## Task
Reproduce verbatim the lines of the material below, starting at the line with "Locate the man in white" and ending at the line with "Locate the trailer railing", both inclusive; skip the rest.

## Material for the task
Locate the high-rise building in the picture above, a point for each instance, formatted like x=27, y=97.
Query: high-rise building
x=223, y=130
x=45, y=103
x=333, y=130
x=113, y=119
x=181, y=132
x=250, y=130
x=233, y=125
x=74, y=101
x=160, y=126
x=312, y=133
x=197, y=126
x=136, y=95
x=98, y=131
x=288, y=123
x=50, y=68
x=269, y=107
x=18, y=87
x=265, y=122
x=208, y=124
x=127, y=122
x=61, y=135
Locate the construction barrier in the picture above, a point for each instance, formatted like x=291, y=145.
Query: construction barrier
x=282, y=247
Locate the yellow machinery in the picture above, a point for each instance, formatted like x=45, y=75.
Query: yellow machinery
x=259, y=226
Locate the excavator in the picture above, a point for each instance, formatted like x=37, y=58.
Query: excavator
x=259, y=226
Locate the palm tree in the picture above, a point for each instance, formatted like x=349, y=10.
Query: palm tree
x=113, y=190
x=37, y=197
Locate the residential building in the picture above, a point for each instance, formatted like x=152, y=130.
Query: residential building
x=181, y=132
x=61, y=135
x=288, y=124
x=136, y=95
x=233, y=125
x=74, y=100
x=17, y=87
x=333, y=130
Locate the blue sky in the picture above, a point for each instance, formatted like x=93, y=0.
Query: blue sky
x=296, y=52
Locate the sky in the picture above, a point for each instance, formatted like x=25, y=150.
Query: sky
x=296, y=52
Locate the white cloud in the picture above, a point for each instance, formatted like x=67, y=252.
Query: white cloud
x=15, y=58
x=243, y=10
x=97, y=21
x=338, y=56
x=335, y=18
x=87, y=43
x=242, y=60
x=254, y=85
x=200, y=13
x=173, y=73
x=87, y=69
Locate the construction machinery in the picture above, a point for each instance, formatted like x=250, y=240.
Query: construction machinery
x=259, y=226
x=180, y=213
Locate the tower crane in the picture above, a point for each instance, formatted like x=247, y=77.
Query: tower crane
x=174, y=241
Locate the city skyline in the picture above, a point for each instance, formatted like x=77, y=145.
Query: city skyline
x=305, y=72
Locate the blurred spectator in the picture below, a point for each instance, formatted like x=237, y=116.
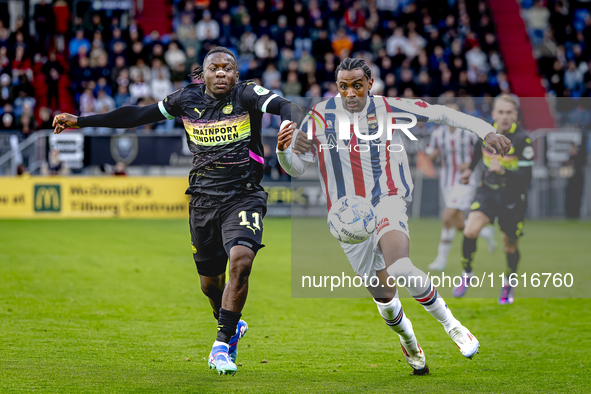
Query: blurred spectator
x=8, y=121
x=265, y=48
x=44, y=23
x=161, y=86
x=122, y=97
x=341, y=42
x=52, y=70
x=207, y=28
x=537, y=18
x=139, y=89
x=53, y=165
x=5, y=89
x=46, y=118
x=78, y=41
x=103, y=103
x=174, y=55
x=140, y=69
x=574, y=188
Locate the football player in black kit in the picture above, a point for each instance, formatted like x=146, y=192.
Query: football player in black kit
x=222, y=119
x=502, y=195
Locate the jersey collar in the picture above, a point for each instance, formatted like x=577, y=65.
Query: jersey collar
x=510, y=131
x=362, y=113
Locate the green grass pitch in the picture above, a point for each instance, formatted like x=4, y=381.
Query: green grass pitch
x=115, y=306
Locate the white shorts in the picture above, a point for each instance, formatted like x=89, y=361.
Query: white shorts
x=458, y=196
x=366, y=257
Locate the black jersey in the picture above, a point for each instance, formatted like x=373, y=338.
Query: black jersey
x=224, y=136
x=517, y=163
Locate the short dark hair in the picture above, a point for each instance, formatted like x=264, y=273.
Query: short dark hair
x=353, y=64
x=198, y=72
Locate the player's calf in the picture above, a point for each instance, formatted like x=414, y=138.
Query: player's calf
x=394, y=317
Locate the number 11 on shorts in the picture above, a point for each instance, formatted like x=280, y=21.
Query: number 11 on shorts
x=255, y=218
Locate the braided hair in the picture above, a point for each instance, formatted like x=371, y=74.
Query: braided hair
x=353, y=64
x=198, y=72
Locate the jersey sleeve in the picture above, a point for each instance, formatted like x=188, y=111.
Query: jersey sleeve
x=257, y=98
x=441, y=114
x=433, y=142
x=170, y=107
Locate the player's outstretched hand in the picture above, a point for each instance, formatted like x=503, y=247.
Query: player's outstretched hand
x=465, y=177
x=63, y=121
x=302, y=143
x=284, y=136
x=497, y=143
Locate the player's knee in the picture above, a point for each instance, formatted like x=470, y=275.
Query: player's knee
x=402, y=268
x=448, y=222
x=241, y=259
x=471, y=232
x=509, y=249
x=211, y=288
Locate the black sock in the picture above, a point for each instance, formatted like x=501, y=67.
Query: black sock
x=512, y=261
x=468, y=252
x=227, y=324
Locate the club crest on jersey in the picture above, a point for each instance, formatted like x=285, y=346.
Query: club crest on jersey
x=228, y=109
x=261, y=91
x=372, y=121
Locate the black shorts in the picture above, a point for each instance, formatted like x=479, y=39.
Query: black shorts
x=216, y=228
x=510, y=210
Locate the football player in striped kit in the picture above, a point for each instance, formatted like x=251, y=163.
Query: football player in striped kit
x=455, y=148
x=379, y=172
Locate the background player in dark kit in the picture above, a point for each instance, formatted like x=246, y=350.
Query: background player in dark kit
x=502, y=195
x=222, y=119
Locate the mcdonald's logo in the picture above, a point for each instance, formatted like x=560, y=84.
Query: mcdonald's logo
x=47, y=198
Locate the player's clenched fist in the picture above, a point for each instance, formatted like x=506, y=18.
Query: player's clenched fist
x=497, y=143
x=465, y=177
x=63, y=121
x=284, y=136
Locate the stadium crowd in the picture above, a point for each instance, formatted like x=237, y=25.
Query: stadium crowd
x=89, y=63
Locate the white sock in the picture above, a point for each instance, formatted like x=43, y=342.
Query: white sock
x=447, y=237
x=393, y=315
x=218, y=343
x=439, y=310
x=420, y=287
x=487, y=232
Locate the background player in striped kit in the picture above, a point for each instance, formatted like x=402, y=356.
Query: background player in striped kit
x=454, y=147
x=382, y=176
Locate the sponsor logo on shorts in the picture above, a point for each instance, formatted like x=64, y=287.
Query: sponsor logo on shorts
x=247, y=244
x=381, y=224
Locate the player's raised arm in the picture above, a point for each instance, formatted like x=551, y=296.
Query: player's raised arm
x=124, y=117
x=288, y=159
x=262, y=99
x=444, y=115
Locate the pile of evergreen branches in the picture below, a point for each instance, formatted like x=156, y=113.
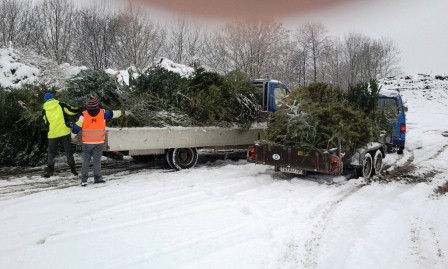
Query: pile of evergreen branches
x=318, y=115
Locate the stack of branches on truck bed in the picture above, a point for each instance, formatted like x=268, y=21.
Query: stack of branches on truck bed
x=158, y=97
x=318, y=115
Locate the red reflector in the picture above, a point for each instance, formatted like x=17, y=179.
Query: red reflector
x=403, y=128
x=252, y=153
x=334, y=163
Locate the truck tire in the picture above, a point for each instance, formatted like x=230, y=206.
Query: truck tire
x=184, y=158
x=143, y=158
x=169, y=157
x=367, y=166
x=378, y=162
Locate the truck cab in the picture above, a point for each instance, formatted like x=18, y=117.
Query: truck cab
x=391, y=103
x=272, y=91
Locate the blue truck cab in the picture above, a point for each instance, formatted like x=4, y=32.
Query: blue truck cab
x=273, y=91
x=391, y=102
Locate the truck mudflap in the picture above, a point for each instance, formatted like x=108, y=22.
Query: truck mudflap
x=296, y=160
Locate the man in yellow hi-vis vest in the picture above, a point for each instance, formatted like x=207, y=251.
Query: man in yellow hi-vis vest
x=54, y=115
x=92, y=123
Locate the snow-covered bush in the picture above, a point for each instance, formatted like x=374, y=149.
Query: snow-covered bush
x=23, y=137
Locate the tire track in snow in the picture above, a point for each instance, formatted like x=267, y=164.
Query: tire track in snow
x=312, y=245
x=291, y=251
x=427, y=254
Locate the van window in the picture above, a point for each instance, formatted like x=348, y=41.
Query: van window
x=279, y=94
x=389, y=106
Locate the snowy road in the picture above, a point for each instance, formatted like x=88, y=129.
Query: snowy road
x=239, y=215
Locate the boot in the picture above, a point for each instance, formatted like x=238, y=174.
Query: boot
x=48, y=171
x=99, y=180
x=73, y=169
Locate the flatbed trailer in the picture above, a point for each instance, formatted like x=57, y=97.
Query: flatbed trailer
x=179, y=145
x=365, y=162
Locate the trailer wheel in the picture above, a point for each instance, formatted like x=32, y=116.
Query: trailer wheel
x=143, y=158
x=367, y=166
x=184, y=158
x=169, y=157
x=378, y=162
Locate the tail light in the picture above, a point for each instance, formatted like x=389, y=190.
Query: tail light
x=251, y=153
x=403, y=128
x=334, y=163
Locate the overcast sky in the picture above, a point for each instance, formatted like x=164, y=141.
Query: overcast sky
x=418, y=27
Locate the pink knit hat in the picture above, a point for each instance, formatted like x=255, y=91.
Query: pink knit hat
x=92, y=102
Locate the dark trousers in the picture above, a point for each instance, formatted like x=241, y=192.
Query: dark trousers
x=53, y=149
x=91, y=151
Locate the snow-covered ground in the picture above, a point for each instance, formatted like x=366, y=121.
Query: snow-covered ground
x=240, y=215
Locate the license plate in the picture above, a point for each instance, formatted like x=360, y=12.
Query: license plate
x=291, y=170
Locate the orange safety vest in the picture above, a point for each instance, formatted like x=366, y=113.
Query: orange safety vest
x=93, y=128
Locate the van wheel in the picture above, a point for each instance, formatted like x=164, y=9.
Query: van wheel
x=377, y=163
x=184, y=158
x=169, y=157
x=367, y=166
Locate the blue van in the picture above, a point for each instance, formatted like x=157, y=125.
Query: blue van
x=272, y=92
x=391, y=102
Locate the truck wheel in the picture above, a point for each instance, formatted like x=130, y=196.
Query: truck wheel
x=143, y=158
x=184, y=158
x=367, y=166
x=169, y=157
x=378, y=163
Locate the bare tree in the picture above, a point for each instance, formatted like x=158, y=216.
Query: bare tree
x=96, y=31
x=213, y=51
x=184, y=41
x=139, y=41
x=390, y=58
x=313, y=39
x=55, y=29
x=253, y=46
x=17, y=23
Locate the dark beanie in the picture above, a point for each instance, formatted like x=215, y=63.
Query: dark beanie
x=48, y=96
x=92, y=102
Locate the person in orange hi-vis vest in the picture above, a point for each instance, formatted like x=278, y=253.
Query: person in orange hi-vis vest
x=92, y=123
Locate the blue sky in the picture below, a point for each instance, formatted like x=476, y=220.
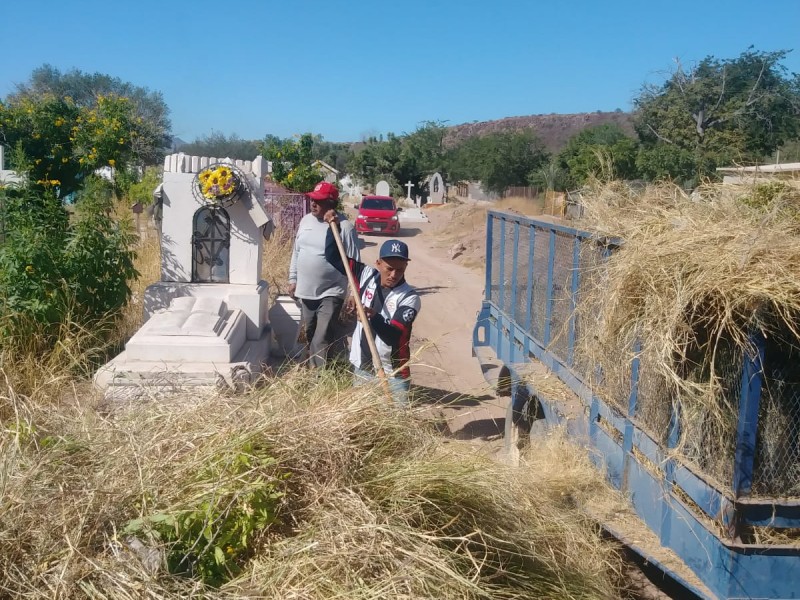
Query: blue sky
x=356, y=68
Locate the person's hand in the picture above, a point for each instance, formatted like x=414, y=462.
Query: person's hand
x=350, y=306
x=331, y=217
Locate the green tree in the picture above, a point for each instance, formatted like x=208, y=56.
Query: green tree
x=292, y=162
x=84, y=90
x=498, y=160
x=54, y=269
x=397, y=159
x=222, y=146
x=59, y=143
x=604, y=151
x=335, y=154
x=716, y=113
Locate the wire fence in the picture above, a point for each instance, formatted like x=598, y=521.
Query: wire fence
x=538, y=275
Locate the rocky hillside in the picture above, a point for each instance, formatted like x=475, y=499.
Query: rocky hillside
x=553, y=129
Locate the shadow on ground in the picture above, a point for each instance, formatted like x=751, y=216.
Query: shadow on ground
x=430, y=289
x=427, y=395
x=482, y=429
x=435, y=398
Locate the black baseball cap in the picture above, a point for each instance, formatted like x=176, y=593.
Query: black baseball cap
x=394, y=249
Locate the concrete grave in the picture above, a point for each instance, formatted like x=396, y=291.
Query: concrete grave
x=436, y=189
x=207, y=320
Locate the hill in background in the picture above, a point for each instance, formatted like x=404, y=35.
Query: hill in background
x=554, y=129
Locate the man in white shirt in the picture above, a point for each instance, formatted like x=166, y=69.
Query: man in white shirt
x=320, y=287
x=391, y=305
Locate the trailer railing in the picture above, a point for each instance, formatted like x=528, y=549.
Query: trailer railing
x=728, y=504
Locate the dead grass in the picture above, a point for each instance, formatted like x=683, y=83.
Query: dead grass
x=374, y=505
x=695, y=279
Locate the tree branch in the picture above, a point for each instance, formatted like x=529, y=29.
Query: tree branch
x=659, y=136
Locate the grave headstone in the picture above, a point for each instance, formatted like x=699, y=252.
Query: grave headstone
x=436, y=189
x=207, y=319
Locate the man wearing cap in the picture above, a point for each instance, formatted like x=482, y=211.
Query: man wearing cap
x=391, y=305
x=320, y=287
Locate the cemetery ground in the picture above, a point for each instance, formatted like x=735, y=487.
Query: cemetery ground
x=302, y=487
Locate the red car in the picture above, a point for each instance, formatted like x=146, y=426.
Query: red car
x=378, y=214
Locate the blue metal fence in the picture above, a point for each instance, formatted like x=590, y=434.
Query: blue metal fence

## Worked solution
Locate the man in white shirt in the picture above, a point for each instance, formatted like x=166, y=69.
Query: man in white shirt
x=320, y=287
x=391, y=305
Locate the trailer railing in the picture above, a point for each instance, formatted like x=528, y=549.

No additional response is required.